## DO THIS
Your task is to transcribe all of the data below exactly, omitting the images.

## AVAILABLE RECORDS

- - -

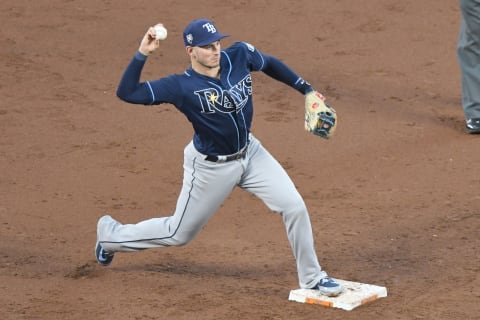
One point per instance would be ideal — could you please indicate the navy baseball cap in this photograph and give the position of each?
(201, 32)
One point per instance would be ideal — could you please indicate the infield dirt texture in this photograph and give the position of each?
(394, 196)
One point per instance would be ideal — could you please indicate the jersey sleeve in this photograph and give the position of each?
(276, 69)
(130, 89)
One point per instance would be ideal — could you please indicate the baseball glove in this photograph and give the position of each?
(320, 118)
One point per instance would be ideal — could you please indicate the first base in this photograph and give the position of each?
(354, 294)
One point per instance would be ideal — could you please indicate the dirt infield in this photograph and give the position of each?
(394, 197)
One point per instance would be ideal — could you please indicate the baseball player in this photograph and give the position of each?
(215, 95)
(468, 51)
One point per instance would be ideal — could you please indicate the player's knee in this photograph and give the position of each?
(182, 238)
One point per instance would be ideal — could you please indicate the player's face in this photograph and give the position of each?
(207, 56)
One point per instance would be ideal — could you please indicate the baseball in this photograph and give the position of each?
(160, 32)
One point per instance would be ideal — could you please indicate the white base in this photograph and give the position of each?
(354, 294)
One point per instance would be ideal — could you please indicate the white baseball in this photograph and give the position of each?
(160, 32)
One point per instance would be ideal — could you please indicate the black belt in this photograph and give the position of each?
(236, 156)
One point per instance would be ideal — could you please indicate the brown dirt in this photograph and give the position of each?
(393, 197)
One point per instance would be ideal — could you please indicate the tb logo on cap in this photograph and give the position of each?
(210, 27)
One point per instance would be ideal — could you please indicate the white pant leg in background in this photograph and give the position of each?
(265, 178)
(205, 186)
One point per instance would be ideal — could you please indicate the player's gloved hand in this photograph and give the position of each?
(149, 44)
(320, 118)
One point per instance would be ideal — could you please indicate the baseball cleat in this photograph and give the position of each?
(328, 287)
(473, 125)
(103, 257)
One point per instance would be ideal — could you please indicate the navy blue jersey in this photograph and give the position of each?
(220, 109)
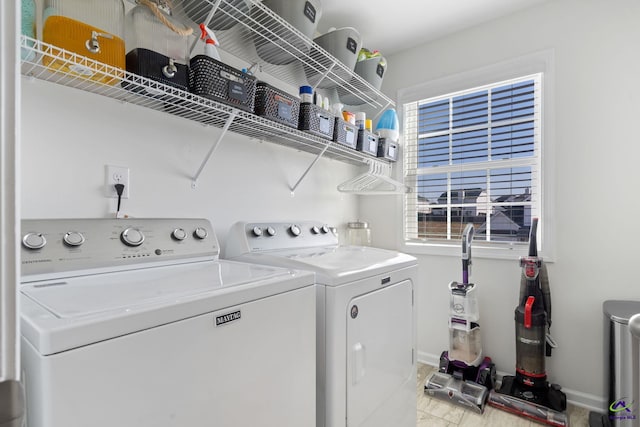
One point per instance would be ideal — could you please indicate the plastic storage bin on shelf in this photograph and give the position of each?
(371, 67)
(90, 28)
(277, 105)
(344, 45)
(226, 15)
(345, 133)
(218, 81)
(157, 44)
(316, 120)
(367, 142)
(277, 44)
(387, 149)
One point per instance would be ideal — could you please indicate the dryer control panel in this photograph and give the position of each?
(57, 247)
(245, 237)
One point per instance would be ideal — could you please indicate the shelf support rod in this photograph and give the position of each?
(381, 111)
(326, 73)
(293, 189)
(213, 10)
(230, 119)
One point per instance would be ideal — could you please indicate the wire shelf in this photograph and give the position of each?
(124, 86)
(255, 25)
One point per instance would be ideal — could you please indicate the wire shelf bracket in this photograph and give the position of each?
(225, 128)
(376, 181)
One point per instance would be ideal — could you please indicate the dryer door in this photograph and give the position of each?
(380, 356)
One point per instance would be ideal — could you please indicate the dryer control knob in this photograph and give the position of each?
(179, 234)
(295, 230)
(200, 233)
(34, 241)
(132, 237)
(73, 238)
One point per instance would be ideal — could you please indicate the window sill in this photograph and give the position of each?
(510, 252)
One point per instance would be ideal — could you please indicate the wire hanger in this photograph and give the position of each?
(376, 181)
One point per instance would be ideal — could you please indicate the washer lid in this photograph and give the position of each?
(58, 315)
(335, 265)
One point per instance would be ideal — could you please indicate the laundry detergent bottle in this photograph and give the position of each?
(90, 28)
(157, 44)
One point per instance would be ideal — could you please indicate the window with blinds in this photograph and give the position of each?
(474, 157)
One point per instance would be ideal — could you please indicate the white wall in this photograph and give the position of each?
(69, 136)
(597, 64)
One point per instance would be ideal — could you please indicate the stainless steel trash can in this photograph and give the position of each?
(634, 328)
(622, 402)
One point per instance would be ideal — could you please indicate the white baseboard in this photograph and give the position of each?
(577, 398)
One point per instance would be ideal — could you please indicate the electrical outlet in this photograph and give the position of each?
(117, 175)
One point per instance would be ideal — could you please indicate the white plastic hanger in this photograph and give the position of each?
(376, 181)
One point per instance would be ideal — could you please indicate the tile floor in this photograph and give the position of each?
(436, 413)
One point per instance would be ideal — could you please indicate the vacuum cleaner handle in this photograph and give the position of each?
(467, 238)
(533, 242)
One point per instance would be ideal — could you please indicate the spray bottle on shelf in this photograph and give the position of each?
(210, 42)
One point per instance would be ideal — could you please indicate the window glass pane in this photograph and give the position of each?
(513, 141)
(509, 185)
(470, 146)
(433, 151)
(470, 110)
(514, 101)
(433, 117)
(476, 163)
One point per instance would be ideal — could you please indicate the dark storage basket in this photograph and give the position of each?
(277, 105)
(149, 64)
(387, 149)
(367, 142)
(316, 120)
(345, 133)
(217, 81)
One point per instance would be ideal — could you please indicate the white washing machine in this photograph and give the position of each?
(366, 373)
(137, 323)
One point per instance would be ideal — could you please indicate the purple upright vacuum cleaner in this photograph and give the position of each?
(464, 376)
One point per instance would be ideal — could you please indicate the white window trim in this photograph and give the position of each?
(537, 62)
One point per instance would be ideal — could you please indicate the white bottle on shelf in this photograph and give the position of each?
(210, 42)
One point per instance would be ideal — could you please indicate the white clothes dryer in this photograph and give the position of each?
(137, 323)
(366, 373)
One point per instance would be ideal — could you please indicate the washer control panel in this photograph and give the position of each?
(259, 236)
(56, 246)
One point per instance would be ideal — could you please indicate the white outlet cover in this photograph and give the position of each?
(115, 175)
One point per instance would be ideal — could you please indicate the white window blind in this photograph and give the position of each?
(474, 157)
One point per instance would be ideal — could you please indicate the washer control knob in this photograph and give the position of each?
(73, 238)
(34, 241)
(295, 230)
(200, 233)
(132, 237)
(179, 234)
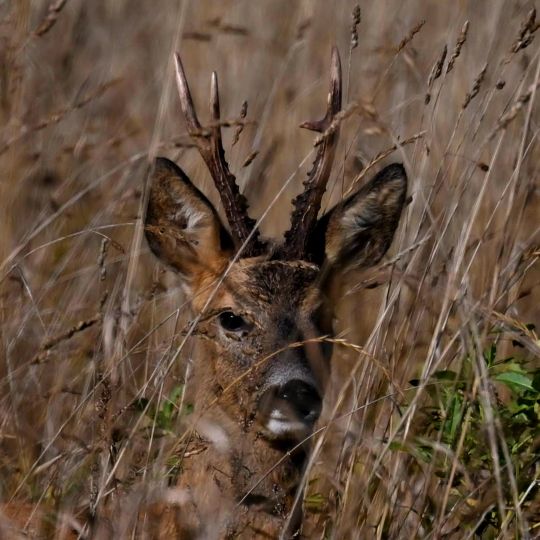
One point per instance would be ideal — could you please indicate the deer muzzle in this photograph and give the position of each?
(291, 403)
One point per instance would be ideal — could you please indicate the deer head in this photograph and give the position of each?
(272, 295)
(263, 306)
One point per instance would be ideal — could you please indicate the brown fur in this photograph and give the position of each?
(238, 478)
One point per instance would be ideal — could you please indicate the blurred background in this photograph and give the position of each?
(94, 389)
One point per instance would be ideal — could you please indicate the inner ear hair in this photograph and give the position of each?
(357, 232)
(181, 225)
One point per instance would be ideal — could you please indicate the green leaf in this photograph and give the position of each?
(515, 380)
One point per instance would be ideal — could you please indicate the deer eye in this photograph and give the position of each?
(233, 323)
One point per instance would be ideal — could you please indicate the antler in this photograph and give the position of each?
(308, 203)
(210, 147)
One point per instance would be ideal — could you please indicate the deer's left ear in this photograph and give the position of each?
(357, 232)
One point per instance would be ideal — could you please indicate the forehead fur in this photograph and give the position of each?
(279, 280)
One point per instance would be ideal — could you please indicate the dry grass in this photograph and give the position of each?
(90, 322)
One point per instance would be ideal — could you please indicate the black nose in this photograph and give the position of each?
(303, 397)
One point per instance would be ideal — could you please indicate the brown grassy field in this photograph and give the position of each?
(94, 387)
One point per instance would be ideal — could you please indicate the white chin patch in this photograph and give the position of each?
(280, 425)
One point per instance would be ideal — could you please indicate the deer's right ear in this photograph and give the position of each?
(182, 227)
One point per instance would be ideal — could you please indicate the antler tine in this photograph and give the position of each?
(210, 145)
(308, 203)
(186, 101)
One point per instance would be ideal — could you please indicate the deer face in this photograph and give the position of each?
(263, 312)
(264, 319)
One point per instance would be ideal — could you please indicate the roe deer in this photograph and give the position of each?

- - -

## ANSWER TO THE EXERCISE
One point per instance would be ideal — could you please indicate the navy baseball cap in this photograph and give the position of each?
(201, 32)
One point per instance would be ideal — could you please indicate the infield dirt texture in this photograph and give the position of each?
(394, 196)
One point per instance would be ideal — could you please indicate the jersey sleeve in this photograph and give the position of each?
(276, 69)
(130, 89)
One point per instance would be ideal — could you please indicate the baseball glove in this photograph and give the position of each?
(320, 118)
One point per instance would be ideal — could you please indicate the first base in this photograph and give the position of each?
(354, 294)
One point per instance would be ideal — could you please indicate the dirt infield in this photograph and give the position of each?
(394, 197)
One point per instance would be ideal — could you please indicate the baseball player in this photograph and give the position of each?
(215, 95)
(468, 51)
One point per instance would be ideal — could you please indicate the player's knee in this photograph and give the position of each?
(182, 238)
One point per instance would be ideal — could you please indicate the player's face in this photograph and give the position of each?
(207, 56)
One point per instance would be ideal — could you please indicate the baseball in this photograph and give the position of each?
(160, 32)
One point per instance would be ideal — could you please indicate the white base in this photograph and give the position of each?
(354, 294)
One point per instance would be ideal — could you please indicate the white baseball in this photograph and give the position of each?
(160, 32)
One point per instance would be ideal — could you please indicate the black belt in this photograph and give the position of each?
(236, 156)
One point per instance would be ideal — could you please indicate the brown dirt in this photograph and give the position of each?
(393, 197)
One point per instance would be ideal — could you please indicate the tb logo on cap in this photograph and give the position of each?
(210, 27)
One point per instance would be ideal — could you please indicate the white pant leg in background in this photograph and give the position of each?
(265, 178)
(205, 186)
One point per instance would be ideal — could you please indicate the player's gloved hand in this photograph and give the position of each?
(149, 44)
(320, 118)
One point per instance would be ideal — could you please indicate the baseball cleat in this photograph and give the position of each?
(328, 287)
(473, 125)
(103, 257)
One point per instance would be ideal — could you please indicate the navy blue jersey in this photograph and give the position of each?
(220, 109)
One point per instance would be ideal — could you please indicate the plastic storage bin on shelf in this photograph and give the position of each?
(371, 67)
(90, 28)
(277, 105)
(344, 45)
(226, 15)
(345, 133)
(218, 81)
(157, 44)
(316, 120)
(367, 142)
(277, 44)
(387, 149)
One point per instance would be ideal — could you please indicate the dryer control panel in this photograph and give the position of each?
(57, 247)
(245, 237)
One point per instance would be ideal — could you please indicate the shelf support rod in this photograph and give the position of each?
(381, 111)
(326, 73)
(293, 189)
(213, 10)
(230, 119)
One point per instance would be ideal — could you please indicate the wire shelf in this photograph and give the position of each?
(124, 86)
(255, 25)
One point per instance would be ideal — could you please indicate the wire shelf bracket in this photograph and give the position of each?
(225, 128)
(376, 181)
One point per instance would be ideal — could you please indicate the dryer door in this photograph and give the position of each?
(380, 356)
One point per instance would be ideal — could you please indicate the dryer control knob in this photograph and give the position of each?
(179, 234)
(295, 230)
(200, 233)
(34, 241)
(132, 237)
(73, 238)
One point per instance would be ideal — could you please indicate the window sill in this photograph and give the position of each?
(510, 252)
One point per instance would be ideal — could you please indicate the wire hanger in this photograph and give the position of each?
(376, 181)
One point per instance would be ideal — could you please indicate the washer lid in this photograph and give the position of each?
(58, 315)
(335, 265)
One point per instance would be ideal — could you please indicate the laundry detergent bottle in this photograph and give the position of each?
(90, 28)
(157, 44)
One point per instance would be ideal — could you please indicate the window with blinds in this photograph and give the position of each?
(474, 157)
One point per instance would be ideal — could you please indicate the white wall in this photograph and give the position of each?
(69, 136)
(597, 64)
One point per instance would be ideal — could you please indicate the stainless steel trash can in this photograph and give the position of each?
(634, 328)
(622, 402)
One point per instance would be ideal — could you please indicate the white baseboard in this photograph and give the position of each?
(577, 398)
One point per instance would be ideal — could you please indicate the electrical outlet in this photograph and give the position of each?
(117, 175)
One point per instance would be ideal — could you please indicate the white plastic hanger in this photograph and give the position of each?
(376, 181)
One point per instance would be ideal — could you please indicate the tile floor in this photograph and give the position of each?
(436, 413)
One point per instance would be ideal — could you please indicate the vacuum cleaner handle in this photograph and give the position of each?
(467, 238)
(533, 242)
One point per instance would be ideal — could you please indicate the spray bottle on shelf in this photograph and give the position of each?
(210, 42)
One point per instance would be ideal — could you please indicate the window glass pane in this photograph and give the position of each?
(513, 141)
(509, 185)
(470, 146)
(433, 151)
(470, 110)
(514, 101)
(433, 117)
(476, 163)
One point per instance would be ideal — could you please indicate the dark storage basket in this photograph and give the position of each?
(277, 105)
(149, 64)
(387, 149)
(367, 142)
(316, 120)
(345, 133)
(217, 81)
One point per instance would be ideal — could you please indicate the white washing machine in this photograph and give the position of each?
(366, 373)
(137, 323)
One point per instance would be ideal — could you please indicate the purple upright vacuum cleaner in this photograph and give the position of each?
(464, 376)
One point per instance would be ideal — could you please indicate the white window trim in this photograph and give the position of each?
(537, 62)
One point per instance would be ideal — could you please indicate the white bottle on shelf in this photograph and give the position of each?
(210, 42)
One point per instance would be ideal — could you please indicate the white clothes dryer in this photograph and give the position of each?
(137, 323)
(366, 373)
One point per instance would be ideal — could you please indicate the washer control panel in this photograph and give the position of each?
(259, 236)
(56, 246)
One point per instance would be ideal — could you please indicate the white outlet cover in this photograph and give the position of each?
(115, 175)
One point per instance would be ideal — could you please indicate the white window blind in this photograph and give the position of each?
(474, 157)
One point per instance would be ideal — could you please indicate the washer control knob in this photograph and give the position of each?
(73, 238)
(34, 241)
(295, 230)
(200, 233)
(132, 237)
(179, 234)
One point per instance would be ideal — could you please indicate the deer muzzle in this photograph and give the position of each?
(291, 403)
One point per instance would be ideal — could you please indicate the deer head in this photograph and give the position of each?
(272, 295)
(263, 306)
One point per instance would be ideal — could you please indicate the brown fur in this photograph and give the position of each?
(238, 478)
One point per instance would be ideal — could you please indicate the blurred background in this photograph and give the position of each?
(94, 389)
One point per instance would be ideal — could you please indicate the inner ear hair in this photograph and give the position of each?
(357, 232)
(181, 225)
One point per instance would be ideal — could you please indicate the green leaf in this photograph and give the position of each?
(515, 380)
One point per instance would be ideal — could you please indicate the deer eye in this photograph and give the position of each?
(233, 323)
One point per instance would be ideal — could you please indicate the antler in this photograph and give the position of each?
(308, 203)
(210, 147)
One point per instance would be ideal — could you please indicate the deer's left ear in this photograph and give the position of each?
(357, 232)
One point per instance would be ideal — could you please indicate the forehead fur in this photograph and give the position of each?
(279, 280)
One point per instance would be ideal — could you please indicate the dry grass in this photograph and give the position of each?
(90, 322)
One point per instance would be ideal — could you please indicate the black nose in this photograph and give the position of each?
(303, 397)
One point per instance would be ideal — could you please indicate the brown grassy field in this photograph and give the position of each?
(94, 387)
One point per instance would be ideal — could you please indicate the white chin patch in this photograph and give the position of each?
(280, 425)
One point per instance would be ideal — could you please indicate the deer's right ear in this photograph and give the position of each?
(182, 227)
One point per instance would be ideal — could you please indicate the antler tine in this photograph and give the position of each?
(210, 145)
(308, 203)
(186, 101)
One point per instance would be ideal — could you please indicate the deer face in this photograph and give the position of each?
(263, 312)
(264, 319)
One point per instance would be ideal — could you please indicate the roe deer in this photograph and give the position of each?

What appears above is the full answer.